### Data provided
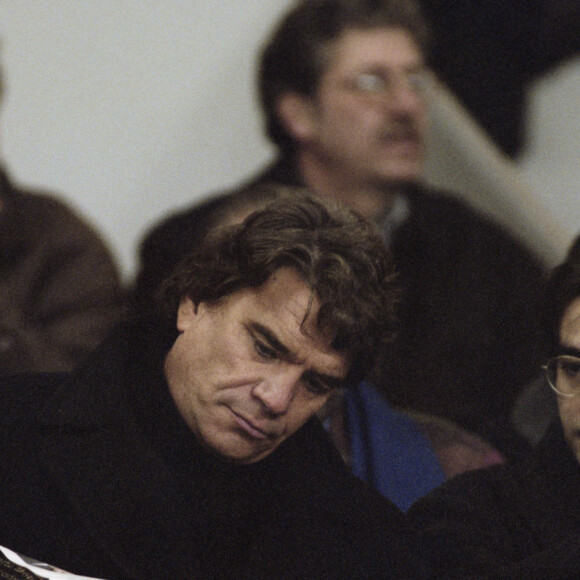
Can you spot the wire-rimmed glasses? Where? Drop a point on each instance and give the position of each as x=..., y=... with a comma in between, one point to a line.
x=563, y=375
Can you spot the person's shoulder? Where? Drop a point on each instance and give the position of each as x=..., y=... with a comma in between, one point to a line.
x=26, y=388
x=49, y=217
x=452, y=221
x=22, y=396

### Description of the task
Copy each line exactly, beginning at the one with "Can you spot the person's" and stopping after the last line of the entries. Include nothing else.

### Problem solution
Can you spot the person's shoulder? Where? Drop a point on each instance and give the position of each as x=..., y=... with a comma in between, one point to a line.
x=26, y=388
x=49, y=217
x=452, y=221
x=22, y=396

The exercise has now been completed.